__WRITTEN TASK__.
Copy every one of the records below again, with "put a marker" swapped for "place a dot" and everything else unchanged.

__RECORDS SUPPLIED__.
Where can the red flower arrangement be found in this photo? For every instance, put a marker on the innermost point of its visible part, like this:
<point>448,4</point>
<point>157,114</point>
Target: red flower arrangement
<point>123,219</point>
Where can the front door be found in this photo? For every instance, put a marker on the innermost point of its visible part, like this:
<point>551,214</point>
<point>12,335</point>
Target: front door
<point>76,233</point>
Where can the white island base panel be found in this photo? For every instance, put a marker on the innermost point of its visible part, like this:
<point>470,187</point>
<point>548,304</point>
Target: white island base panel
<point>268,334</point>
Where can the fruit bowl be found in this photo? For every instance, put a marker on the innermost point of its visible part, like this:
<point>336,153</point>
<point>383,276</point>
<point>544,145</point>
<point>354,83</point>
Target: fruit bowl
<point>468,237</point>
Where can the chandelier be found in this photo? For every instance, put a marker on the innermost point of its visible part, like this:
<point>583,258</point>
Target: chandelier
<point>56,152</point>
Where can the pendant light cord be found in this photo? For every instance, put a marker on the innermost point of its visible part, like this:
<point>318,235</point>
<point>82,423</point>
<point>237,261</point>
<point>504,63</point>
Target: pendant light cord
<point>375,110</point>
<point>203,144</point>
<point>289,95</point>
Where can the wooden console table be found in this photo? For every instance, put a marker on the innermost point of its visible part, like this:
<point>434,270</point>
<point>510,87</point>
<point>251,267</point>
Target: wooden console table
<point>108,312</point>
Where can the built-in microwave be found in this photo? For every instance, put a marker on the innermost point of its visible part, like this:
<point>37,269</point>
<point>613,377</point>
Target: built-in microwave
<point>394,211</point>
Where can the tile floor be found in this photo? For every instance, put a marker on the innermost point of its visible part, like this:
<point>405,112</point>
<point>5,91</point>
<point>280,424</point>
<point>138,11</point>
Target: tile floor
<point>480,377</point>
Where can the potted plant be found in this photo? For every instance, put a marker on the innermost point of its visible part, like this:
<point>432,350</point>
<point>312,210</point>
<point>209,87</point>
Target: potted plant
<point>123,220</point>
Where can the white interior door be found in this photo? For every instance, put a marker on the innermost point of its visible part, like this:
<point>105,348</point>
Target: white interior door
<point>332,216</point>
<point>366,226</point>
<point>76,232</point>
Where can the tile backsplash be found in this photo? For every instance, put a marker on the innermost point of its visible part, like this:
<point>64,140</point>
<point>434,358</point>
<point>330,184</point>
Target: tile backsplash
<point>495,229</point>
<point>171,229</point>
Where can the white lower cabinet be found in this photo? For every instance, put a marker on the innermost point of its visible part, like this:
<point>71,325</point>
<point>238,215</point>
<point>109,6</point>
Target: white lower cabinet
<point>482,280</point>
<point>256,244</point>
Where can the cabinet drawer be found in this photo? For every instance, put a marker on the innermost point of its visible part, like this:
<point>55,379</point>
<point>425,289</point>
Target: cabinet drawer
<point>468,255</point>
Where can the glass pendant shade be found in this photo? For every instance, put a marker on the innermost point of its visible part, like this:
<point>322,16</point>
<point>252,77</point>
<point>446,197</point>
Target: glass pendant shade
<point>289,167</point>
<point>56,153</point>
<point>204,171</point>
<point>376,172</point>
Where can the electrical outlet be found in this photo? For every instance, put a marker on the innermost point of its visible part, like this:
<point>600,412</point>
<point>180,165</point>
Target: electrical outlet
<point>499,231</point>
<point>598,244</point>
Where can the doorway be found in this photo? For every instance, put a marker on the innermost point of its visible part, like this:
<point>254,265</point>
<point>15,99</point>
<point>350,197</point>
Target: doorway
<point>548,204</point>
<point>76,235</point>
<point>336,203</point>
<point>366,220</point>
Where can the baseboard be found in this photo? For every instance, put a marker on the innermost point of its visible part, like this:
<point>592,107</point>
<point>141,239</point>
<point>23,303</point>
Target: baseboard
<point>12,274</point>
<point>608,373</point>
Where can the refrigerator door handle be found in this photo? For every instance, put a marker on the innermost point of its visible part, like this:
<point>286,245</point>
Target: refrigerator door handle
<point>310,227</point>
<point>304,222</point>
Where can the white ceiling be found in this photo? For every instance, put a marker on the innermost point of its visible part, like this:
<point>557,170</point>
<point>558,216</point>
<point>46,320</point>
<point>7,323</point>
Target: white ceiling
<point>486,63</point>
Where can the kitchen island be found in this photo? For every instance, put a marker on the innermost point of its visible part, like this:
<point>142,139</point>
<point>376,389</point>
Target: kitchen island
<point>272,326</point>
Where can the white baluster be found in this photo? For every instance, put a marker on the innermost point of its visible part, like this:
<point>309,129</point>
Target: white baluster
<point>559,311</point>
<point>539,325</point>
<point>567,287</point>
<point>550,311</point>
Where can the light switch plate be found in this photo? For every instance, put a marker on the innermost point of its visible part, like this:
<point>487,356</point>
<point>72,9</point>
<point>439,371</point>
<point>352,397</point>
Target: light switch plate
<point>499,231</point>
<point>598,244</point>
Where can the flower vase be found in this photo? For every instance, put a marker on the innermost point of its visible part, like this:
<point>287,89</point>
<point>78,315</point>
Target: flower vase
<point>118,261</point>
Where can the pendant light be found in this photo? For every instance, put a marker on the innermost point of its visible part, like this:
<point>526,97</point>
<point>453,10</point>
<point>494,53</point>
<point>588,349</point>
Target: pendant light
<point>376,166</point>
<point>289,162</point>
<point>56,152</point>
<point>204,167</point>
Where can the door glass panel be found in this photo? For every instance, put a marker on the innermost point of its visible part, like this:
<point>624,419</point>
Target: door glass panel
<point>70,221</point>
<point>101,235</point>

__OUTPUT BELOW__.
Where can the red flower arrangement be found in this photo? For every instance, place a dot on the innermost point of its visible part, like this:
<point>448,4</point>
<point>157,114</point>
Target: red flower arrangement
<point>123,219</point>
Where can the front door be found in this photo? For every instance, place a dot on the innermost point of its visible part, like this:
<point>551,214</point>
<point>12,335</point>
Target: front door
<point>76,233</point>
Where can the white island base panel be found in this photo? For every instance, place a dot on the innermost point of its visible part, like this:
<point>470,187</point>
<point>548,304</point>
Target: white island base panel
<point>268,334</point>
Where can the fruit bowl be found in this photo? For every instance, place a dot on the innermost point of its visible part, like this:
<point>336,153</point>
<point>383,276</point>
<point>544,145</point>
<point>354,83</point>
Target: fruit bowl
<point>468,237</point>
Where can the chandelier be found in this photo? For every instance, place a dot on the innermost point of its visible part, like this:
<point>583,258</point>
Target: chandelier
<point>56,152</point>
Where can the pendant light cord be found in this photo? For every instance, place a dot on the innermost point of its visible part, like this:
<point>318,235</point>
<point>82,423</point>
<point>237,261</point>
<point>504,63</point>
Target: pendant light cord
<point>375,110</point>
<point>203,144</point>
<point>289,95</point>
Where can the wooden console table be found in this photo? For every instance, place a dot on the innermost point of its visible part, like this:
<point>434,270</point>
<point>510,87</point>
<point>251,267</point>
Target: wooden console table
<point>108,312</point>
Where can the built-in microwave be found in this photo? For every instance, place a dot on the innermost point of its visible part, like this:
<point>37,269</point>
<point>613,377</point>
Target: built-in microwave
<point>394,211</point>
Where can the tile floor be found in this photo? For every instance, place a dot on the innermost point of its visible part, like this:
<point>405,112</point>
<point>5,91</point>
<point>280,424</point>
<point>138,11</point>
Target: tile floor
<point>480,377</point>
Where can the potted plant be found in this photo? For every instance, place a dot on the innermost point of its visible part, like this:
<point>432,350</point>
<point>312,210</point>
<point>209,87</point>
Target: potted plant
<point>123,220</point>
Where can the white interior door be found in this photo? For every instance, place a dot on the innermost point of its visible part, like this:
<point>105,348</point>
Target: white interior door
<point>332,216</point>
<point>366,226</point>
<point>76,232</point>
Where can the tile backsplash be found in this photo? For every instance, place a dot on the innermost point of its visible part, like this:
<point>64,140</point>
<point>434,358</point>
<point>330,184</point>
Target: tile backsplash
<point>495,229</point>
<point>171,229</point>
Where can the white lower cabinet be found in this photo? For every instance, place a dot on the innermost point of its visible part, like this:
<point>71,325</point>
<point>238,215</point>
<point>109,6</point>
Target: white lower cabinet
<point>482,280</point>
<point>256,244</point>
Where can the cabinet drawer be found in this photo? For every instance, place a dot on the innermost point of its visible part, like this:
<point>55,379</point>
<point>425,289</point>
Target: cabinet drawer
<point>468,255</point>
Where can the glass pendant shade be found in this photo? For every instance, place a dot on the innermost point of its visible part, like this:
<point>322,16</point>
<point>252,77</point>
<point>446,197</point>
Target: glass pendant shade
<point>289,167</point>
<point>56,153</point>
<point>204,171</point>
<point>376,172</point>
Where can the electrical outlet be found in this photo? For every instance, place a dot on the innermost point of its visible part, like this:
<point>600,412</point>
<point>180,165</point>
Target: electrical outlet
<point>499,231</point>
<point>598,244</point>
Where can the doorway be found in this photo? For every instance, place a dot on the innermost point of its visible part, like this:
<point>254,265</point>
<point>15,99</point>
<point>350,197</point>
Target: doorway
<point>548,204</point>
<point>76,235</point>
<point>336,203</point>
<point>366,220</point>
Where can the baseboard be found in this photo? For every instance, place a dot on the innermost point of its visible part, like this:
<point>592,107</point>
<point>141,239</point>
<point>23,303</point>
Target: baseboard
<point>12,274</point>
<point>608,373</point>
Where can the refrigerator door handle be found in this photo? For every instance, place a dot on the innermost point of its visible part, like this:
<point>286,245</point>
Target: refrigerator door handle
<point>310,227</point>
<point>304,222</point>
Where can the white ceiling be found in this photo? For every instance, place a dot on the innermost point of its visible part, like this:
<point>557,170</point>
<point>558,216</point>
<point>46,320</point>
<point>7,323</point>
Target: white ceiling
<point>486,63</point>
Where can the kitchen island be found in this photo? For every instance, place a dot on the innermost point of its visible part, like this:
<point>142,139</point>
<point>376,389</point>
Target: kitchen island
<point>272,326</point>
Where can the white baluster be found in this photo? For every instance, place a dot on the innermost point of its visible part, like this:
<point>309,129</point>
Target: white baluster
<point>559,311</point>
<point>539,325</point>
<point>567,287</point>
<point>550,311</point>
Where can the light switch plate be found in this photo? For every instance, place a dot on the innermost point of its visible part, like this:
<point>487,356</point>
<point>72,9</point>
<point>439,371</point>
<point>352,397</point>
Target: light switch plate
<point>499,231</point>
<point>598,244</point>
Where can the flower vase be found in this photo? For every instance, place a dot on the innermost point of its visible part, like this:
<point>287,89</point>
<point>78,315</point>
Target: flower vase
<point>118,261</point>
Where can the pendant light be found in this photo? For every instance, place a dot on the innermost point of its visible part, like this:
<point>526,97</point>
<point>453,10</point>
<point>494,53</point>
<point>588,349</point>
Target: pendant light
<point>376,166</point>
<point>289,162</point>
<point>56,152</point>
<point>204,167</point>
Where can the door glass panel be found in this photo? For every instance, place a dot on the innermost point of its visible part, like this:
<point>624,419</point>
Target: door glass panel
<point>70,221</point>
<point>101,235</point>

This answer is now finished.